本文:
☆ ☆ ☆ ☆ ☆
1.ゲッセマネにて
・マルコ福音書から、イエスの受難物語を読み続けています。今日は14章「ゲッセマネの祈り」を読みますが、物語には弟子たちの裏切りと見捨てが暗い影を及ぼしています。マルコは記します「十二人の一人イスカリオテのユダは、イエスを引き渡そうとして、祭司長たちのところへ出かけて行った・・・ユダは、どうすれば折よくイエスを引き渡せるかとねらっていた」(14:10-11)。木曜日にイエスは弟子たちと過ぎ越しの食事を持たれますが、この最後の晩餐においてもユダの裏切りがイエスの心の痛みになっています。席上でイエスは語られます「あなたがたのうちの一人で、私と一緒に食事をしている者が、私を裏切ろうとしている」(14:18)。食事を終えた一行はオリーブ山に向かいますが、途上でイエスは弟子たちに「あなたがたは皆私につまずく」と預言されます(14:27)。ユダはすでに一行から離脱し、イエスは今夜にも捕り手たちが来て、その時、他の弟子たちも逃げ出すであろうと予期されています。そのような重苦しさの中で、一行はオリーブ山に到着しました。
・オリーブ山はエルサレム郊外の小高い丘で、そのふもとにゲッセマネ(油絞り)の園がありました。オリーブの油を絞る設備があったところからその名がつけられましたが、イエスは以前にもよくこの場所に来ておられました。イエスは三人の弟子を連れて、園の奥深くに進んで行かれます。マルコはその時の情況を次のように記します「一同がゲッセマネという所に来ると、イエスは弟子たちに、『私が祈っている間、ここに座っていなさい』と言われた。 そして、ペトロ、ヤコブ、ヨハネを伴われたが、イエスはひどく恐れてもだえ始め、彼らに言われた『私は死ぬばかりに悲しい。ここを離れず、目を覚ましていなさい』」(14:32-34)。
☆ ☆ ☆ ☆ ☆
小練習 A: ゲッセマネの祈りについての本文を、一字も変えずに全文書き出しなさい。

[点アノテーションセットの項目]
☆ ☆ ☆ ☆ ☆
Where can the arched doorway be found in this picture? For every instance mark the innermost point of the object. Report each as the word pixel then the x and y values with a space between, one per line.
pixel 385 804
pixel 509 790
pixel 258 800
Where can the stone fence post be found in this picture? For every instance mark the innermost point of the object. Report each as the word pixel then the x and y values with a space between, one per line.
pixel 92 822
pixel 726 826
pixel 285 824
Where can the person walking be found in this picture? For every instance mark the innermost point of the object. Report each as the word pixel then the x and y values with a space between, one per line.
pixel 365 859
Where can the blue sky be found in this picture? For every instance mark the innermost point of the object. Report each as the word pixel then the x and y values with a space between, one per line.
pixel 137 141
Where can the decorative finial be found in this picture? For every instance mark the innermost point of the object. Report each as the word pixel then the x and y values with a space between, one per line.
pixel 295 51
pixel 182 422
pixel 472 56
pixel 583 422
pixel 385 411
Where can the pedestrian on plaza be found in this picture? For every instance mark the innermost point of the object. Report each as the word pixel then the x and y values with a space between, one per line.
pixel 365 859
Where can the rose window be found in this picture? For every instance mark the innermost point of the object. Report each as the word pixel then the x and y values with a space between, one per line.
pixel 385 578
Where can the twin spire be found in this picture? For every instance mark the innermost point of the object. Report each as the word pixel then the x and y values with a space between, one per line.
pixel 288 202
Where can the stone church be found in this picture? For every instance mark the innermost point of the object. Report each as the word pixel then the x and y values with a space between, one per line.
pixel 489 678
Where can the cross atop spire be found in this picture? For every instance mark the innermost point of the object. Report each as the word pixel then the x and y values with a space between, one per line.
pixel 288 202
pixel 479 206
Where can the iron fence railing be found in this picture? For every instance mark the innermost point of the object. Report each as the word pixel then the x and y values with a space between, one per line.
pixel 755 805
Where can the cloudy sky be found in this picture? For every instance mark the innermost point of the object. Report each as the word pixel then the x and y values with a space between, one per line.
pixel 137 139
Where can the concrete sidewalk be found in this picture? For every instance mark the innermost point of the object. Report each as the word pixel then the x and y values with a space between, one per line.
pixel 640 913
☆ ☆ ☆ ☆ ☆
小練習 B: 上の一覧について、「Where can the cloudy」を含む行から一覧の最後の行までを、両端の行も含めてそのまま出力しなさい。

解答例 A:
1.ゲッセマネにて
・マルコ福音書から、イエスの受難物語を読み続けています。今日は14章「ゲッセマネの祈り」を読みますが、物語には弟子たちの裏切りと見捨てが暗い影を及ぼしています。マルコは記します「十二人の一人イスカリオテのユダは、イエスを引き渡そうとして、祭司長たちのところへ出かけて行った・・・ユダは、どうすれば折よくイエスを引き渡せるかとねらっていた」(14:10-11)。木曜日にイエスは弟子たちと過ぎ越しの食事を持たれますが、この最後の晩餐においてもユダの裏切りがイエスの心の痛みになっています。席上でイエスは語られます「あなたがたのうちの一人で、私と一緒に食事をしている者が、私を裏切ろうとしている」(14:18)。食事を終えた一行はオリーブ山に向かいますが、途上でイエスは弟子たちに「あなたがたは皆私につまずく」と預言されます(14:27)。ユダはすでに一行から離脱し、イエスは今夜にも捕り手たちが来て、その時、他の弟子たちも逃げ出すであろうと予期されています。そのような重苦しさの中で、一行はオリーブ山に到着しました。
・オリーブ山はエルサレム郊外の小高い丘で、そのふもとにゲッセマネ(油絞り)の園がありました。オリーブの油を絞る設備があったところからその名がつけられましたが、イエスは以前にもよくこの場所に来ておられました。イエスは三人の弟子を連れて、園の奥深くに進んで行かれます。マルコはその時の情況を次のように記します「一同がゲッセマネという所に来ると、イエスは弟子たちに、『私が祈っている間、ここに座っていなさい』と言われた。 そして、ペトロ、ヤコブ、ヨハネを伴われたが、イエスはひどく恐れてもだえ始め、彼らに言われた『私は死ぬばかりに悲しい。ここを離れず、目を覚ましていなさい』」(14:32-34)。

解答例 B:
Where can the cloudy sky be found in this picture? For every instance mark the innermost point of the object. Report each as the word pixel then the x and y values with a space between, one per line.
pixel 137 139
Where can the concrete sidewalk be found in this picture? For every instance mark the innermost point of the object. Report each as the word pixel then the x and y values with a space between, one per line.
pixel 640 913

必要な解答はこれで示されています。